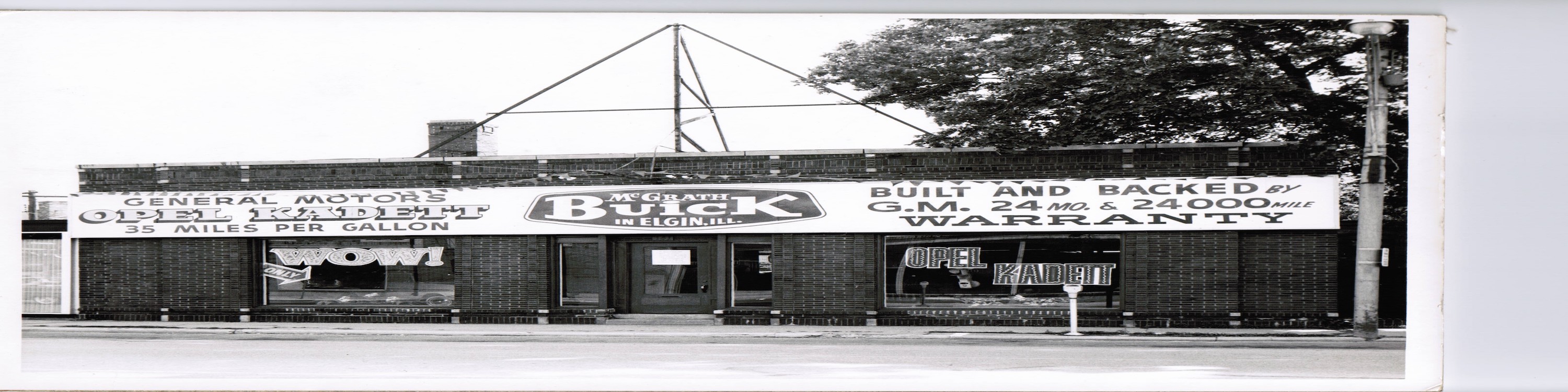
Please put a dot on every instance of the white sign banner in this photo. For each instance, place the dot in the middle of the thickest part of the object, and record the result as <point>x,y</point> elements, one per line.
<point>932,206</point>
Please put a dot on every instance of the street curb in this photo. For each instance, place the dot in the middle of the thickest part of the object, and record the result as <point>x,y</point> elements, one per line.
<point>933,335</point>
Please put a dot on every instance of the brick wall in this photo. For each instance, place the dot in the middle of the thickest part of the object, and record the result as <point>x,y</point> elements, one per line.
<point>1289,272</point>
<point>192,273</point>
<point>1181,272</point>
<point>502,273</point>
<point>1131,160</point>
<point>833,273</point>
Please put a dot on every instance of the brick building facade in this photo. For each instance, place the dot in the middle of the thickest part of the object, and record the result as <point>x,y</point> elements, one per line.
<point>1208,276</point>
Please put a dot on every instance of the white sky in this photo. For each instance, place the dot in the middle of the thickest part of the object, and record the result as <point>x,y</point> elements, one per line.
<point>93,88</point>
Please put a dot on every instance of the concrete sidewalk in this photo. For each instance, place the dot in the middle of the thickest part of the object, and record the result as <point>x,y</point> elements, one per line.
<point>1054,333</point>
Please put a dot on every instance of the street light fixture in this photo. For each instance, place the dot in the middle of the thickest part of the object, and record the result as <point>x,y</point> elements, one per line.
<point>1369,220</point>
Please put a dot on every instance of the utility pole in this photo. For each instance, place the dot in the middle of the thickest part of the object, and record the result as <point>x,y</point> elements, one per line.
<point>676,51</point>
<point>32,206</point>
<point>1369,217</point>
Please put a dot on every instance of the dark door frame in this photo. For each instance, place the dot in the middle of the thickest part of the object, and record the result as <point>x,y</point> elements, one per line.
<point>626,278</point>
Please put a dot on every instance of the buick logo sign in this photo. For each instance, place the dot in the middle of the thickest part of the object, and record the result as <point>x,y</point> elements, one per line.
<point>675,209</point>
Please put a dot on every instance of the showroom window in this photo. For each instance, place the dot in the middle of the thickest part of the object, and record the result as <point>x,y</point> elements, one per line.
<point>1001,270</point>
<point>43,273</point>
<point>360,272</point>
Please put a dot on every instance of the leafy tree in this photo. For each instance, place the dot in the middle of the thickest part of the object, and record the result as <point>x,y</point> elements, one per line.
<point>1031,84</point>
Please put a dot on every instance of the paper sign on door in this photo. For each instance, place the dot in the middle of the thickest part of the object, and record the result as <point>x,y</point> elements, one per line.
<point>672,258</point>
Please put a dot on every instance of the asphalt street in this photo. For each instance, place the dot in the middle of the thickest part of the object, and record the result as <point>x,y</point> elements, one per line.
<point>153,355</point>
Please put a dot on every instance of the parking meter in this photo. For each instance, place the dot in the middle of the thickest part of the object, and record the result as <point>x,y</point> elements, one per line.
<point>1071,289</point>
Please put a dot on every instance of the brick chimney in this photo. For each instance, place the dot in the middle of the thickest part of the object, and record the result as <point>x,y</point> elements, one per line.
<point>477,143</point>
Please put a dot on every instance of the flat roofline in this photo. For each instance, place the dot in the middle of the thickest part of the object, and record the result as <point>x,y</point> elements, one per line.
<point>689,154</point>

What this task involves. Every entry must be transcribed exactly. Pictures do not belong in the copy.

Solution to this problem.
Please put a dot on every instance of the white sign banner in this photo. For each instance, place the dot in the middle of the thickest part of the object, and record the result as <point>x,y</point> elements, one per line.
<point>932,206</point>
Please put a dot on every instance of the street curb in this photo. For each instance, place the dot in the middle of the thickest part of the object, and record the result as <point>x,y</point> elements, one per line.
<point>933,335</point>
Please put a dot on every instance of the brick wall in this photo. For each instance, place the dot in the middle of the thickest part of the object, and record the result as <point>x,y</point> elements, one per line.
<point>1289,272</point>
<point>192,273</point>
<point>1181,272</point>
<point>502,273</point>
<point>1131,160</point>
<point>833,273</point>
Please put a dot on every instance of the brick building facade in this photo. For each instance, place the dot in the middle of the thickest part of the object, and record the result as <point>x,y</point> elements, one per line.
<point>1208,276</point>
Please put a dot on every instance of the white sky in this photo. For each instance, place the dot in the middle of the thickest part of the object, and record the result as <point>x,y</point> elements, one per line.
<point>93,88</point>
Please put a dot on every instance of the concrete sidewalk in this photo. For each instance, place the dot in the middle of the thickest part of the object, and record the result as <point>x,y</point> elements, one per line.
<point>1054,333</point>
Please put a dot on every instance of the street light fixture in this photo. For each instance, place the dot in the middle of the thickest part of the object, and record the result as <point>x,y</point> elements, one per line.
<point>1369,220</point>
Please put a dot on every instance of the utility pole in this photo. For each instance, place the dot in the middle of the thickest part of the object, and record the result as <point>x,y</point> elements, one per line.
<point>676,51</point>
<point>32,206</point>
<point>1369,217</point>
Please put a dot on every instance of the dark door frame in this photo. For each instance, place the dot in the middle of the thickest part of the object, and record the result as <point>x,y</point> elements, one per line.
<point>626,278</point>
Please put a dot on every instance of the buick logo sign in this photo. For each instance, place the dot in the middle of the thickest part of the object, and record the result as <point>x,y</point> elements, one per line.
<point>675,209</point>
Please put a dot on every instance of the showroom window in this photo. For each instance, place the dot in the middle of the thickest part of the object, and record the result as <point>x,y</point> elements, one per line.
<point>1001,270</point>
<point>43,273</point>
<point>360,272</point>
Please put a dot on every instance of the leafy tree in this photo. For each instance, place the dot in the middle of the thickest part of the object, and record the result as <point>x,y</point> elements, one per line.
<point>1031,84</point>
Please put a dot on every instance of the paper sign on door in this photo. For each instance, place the dot in the middle of the thickest part of the object, and record the result as <point>x,y</point> elements, one per line.
<point>672,258</point>
Please put a dot on every instance of the asphalt street in this photo. For each instance, place the dot in the middle of the thickest part of the object, and record the result as <point>x,y</point> elements, one per line.
<point>153,355</point>
Please put a dot on every instance of the parking meter in this photo. For each instance, place the dot in the middle of the thickest part of the object, and record the result as <point>x,y</point> elements, one per line.
<point>1071,289</point>
Please put a dot on every instance of the brick chimney in this photo. For each instance, place the dot in the middle of the thickest part of the object, and record the result as <point>x,y</point> elements, one per line.
<point>477,143</point>
Please put a dot on every instance of the flat roofline in this photo. For each instance, place the dot in the middle of the thickest part of the object, and record the result as <point>x,y</point> elements, one per line.
<point>689,154</point>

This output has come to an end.